## AIM OF THE EXERCISE
Continue the passage about the cruise ship MSC Seaview, starting after its last sentence.

## EXCERPTED PASSAGE
○ ○ ○ ○ ○ ○ ○

MSC Seaview is a owned and operated by MSC Cruises. Built by Italian shipbuilder Fincantieri in Monfalcone and delivered in June 2018, she is the sister ship to her class' lead vessel, .

== Construction and delivery ==
On 22 May 2014, MSC Cruises announced that they had ordered two new cruise ships from Fincantieri. The new order was based on the Seaside prototype, with each ship costing €700 million each.

On 16 October 2015, MSC performed the steel cutting ceremony for what would be their second Seaside-class ship at Monfalcone. MSC revealed the name of the second Seaside-class vessel as MSC Seaview the following year, on 4 July 2016. On 2 February 2017, MSC held the keel laying and coin ceremonies for the ship, in which two coins were placed under the ship's new keel block for good fortune before the keel was laid. On 23 August 2017, MSC Seaview was floated out from the shipyard. On 23 April 2018, she set sail for five days of sea trials.

MSC Seaview was delivered on 4 June 2018 with a ceremony at Monfalcone. She was christened at Genoa by her godmother, Sophia Loren, on 9 June 2018.

○ ○ ○ ○ ○ ○ ○

## DATA EXCERPTS
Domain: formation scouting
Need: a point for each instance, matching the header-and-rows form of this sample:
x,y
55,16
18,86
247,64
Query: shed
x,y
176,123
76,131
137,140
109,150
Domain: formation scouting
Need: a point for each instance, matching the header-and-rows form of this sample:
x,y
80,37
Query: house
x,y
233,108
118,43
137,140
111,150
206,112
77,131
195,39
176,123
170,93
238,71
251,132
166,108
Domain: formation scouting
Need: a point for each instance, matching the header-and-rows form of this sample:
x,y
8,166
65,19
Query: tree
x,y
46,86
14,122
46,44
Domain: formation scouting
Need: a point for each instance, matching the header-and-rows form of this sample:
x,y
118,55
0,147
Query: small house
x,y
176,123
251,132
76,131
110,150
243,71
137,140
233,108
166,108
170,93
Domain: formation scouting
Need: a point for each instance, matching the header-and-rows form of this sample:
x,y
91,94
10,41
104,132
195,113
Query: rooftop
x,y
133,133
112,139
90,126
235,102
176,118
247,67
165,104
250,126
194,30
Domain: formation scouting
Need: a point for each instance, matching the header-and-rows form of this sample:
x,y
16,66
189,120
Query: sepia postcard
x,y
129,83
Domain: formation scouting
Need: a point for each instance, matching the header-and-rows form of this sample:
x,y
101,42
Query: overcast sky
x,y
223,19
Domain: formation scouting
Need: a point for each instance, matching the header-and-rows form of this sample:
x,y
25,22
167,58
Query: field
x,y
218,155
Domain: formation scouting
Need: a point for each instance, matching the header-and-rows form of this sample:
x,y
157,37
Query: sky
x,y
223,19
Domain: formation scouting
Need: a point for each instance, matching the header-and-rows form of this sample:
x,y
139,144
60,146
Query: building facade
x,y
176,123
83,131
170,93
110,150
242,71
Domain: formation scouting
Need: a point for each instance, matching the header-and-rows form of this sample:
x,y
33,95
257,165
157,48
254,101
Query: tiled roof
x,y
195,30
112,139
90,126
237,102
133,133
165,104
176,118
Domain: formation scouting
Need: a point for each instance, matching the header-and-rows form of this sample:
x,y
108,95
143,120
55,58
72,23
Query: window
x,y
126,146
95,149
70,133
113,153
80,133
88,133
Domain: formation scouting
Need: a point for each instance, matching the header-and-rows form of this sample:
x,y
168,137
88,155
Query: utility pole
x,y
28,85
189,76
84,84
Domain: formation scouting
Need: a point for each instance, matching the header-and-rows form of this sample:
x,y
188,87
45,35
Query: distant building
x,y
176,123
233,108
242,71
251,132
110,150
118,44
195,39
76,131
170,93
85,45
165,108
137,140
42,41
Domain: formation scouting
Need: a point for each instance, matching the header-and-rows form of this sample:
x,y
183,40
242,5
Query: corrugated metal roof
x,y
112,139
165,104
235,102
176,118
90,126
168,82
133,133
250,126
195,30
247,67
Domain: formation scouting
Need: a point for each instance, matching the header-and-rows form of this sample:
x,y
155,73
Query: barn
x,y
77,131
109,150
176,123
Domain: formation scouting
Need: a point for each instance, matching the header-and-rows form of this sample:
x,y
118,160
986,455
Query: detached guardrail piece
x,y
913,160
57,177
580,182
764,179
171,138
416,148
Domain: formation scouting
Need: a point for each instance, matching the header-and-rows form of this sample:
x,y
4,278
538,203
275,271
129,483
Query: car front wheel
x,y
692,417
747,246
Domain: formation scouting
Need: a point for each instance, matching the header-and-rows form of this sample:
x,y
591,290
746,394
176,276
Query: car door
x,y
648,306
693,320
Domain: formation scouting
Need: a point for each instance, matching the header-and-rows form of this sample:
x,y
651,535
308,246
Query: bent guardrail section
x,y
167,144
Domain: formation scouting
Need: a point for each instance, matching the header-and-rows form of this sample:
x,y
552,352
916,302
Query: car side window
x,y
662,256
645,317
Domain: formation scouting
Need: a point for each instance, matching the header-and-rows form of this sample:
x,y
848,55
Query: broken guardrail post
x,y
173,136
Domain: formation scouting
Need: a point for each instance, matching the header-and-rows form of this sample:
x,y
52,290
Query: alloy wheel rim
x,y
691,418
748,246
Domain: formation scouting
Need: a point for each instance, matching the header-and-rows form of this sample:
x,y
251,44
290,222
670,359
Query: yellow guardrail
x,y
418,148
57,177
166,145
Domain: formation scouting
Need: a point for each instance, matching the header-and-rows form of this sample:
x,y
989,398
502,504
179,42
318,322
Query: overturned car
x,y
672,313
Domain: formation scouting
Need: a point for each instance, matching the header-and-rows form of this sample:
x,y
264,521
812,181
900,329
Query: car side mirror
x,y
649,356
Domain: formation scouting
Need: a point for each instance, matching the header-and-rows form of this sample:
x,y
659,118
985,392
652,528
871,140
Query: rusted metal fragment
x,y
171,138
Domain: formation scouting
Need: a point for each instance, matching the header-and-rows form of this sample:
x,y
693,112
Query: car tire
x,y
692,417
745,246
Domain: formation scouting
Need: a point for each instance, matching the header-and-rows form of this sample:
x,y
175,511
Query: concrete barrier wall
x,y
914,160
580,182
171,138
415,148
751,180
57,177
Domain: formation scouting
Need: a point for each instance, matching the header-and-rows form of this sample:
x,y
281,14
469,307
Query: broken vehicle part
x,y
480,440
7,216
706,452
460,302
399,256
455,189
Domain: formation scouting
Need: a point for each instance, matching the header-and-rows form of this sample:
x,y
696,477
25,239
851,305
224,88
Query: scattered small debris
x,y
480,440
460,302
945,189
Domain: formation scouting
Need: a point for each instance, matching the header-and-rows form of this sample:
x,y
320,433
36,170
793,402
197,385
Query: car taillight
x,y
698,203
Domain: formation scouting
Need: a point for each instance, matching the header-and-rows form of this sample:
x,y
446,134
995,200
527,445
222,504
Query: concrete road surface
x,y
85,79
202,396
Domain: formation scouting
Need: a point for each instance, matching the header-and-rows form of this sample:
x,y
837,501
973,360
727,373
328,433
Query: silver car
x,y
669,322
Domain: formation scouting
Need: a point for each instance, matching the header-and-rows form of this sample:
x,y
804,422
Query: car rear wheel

○ ○ ○ ○ ○ ○ ○

## RESULT FOR THIS TASK
== Design and specifications ==
The overall architecture of MSC Seaview and identical sister ship MSC Seaside are based on Fincantieri's "Project Mille", a prototype that had not been executed 12 years since its initial conceptualization. Project Mille's prototype featured the diesel generators at midship, a wider hull, a narrower superstructure, and a relocation of heavy-weight public areas to lower decks to lower the ship's center of gravity. The ship's design reflects these features, along with a midship engine room and funnels, a wider boardwalk promenade along both sides of the ship, and a wider aft promenade deck that houses a large pool complementing those located on the top decks. The aft promenade deck is positioned at the base of the narrow, tower-like structure that houses cabins in the ship's aft. Other features and accommodations included are a water park custom-designed by WhiteWater West on the top deck, the MSC Yacht Club luxury area spanning five decks, which hosts passengers paying a premium for enhanced accommodations and amenities, three themed restaurants, a bowling alley, and a theater.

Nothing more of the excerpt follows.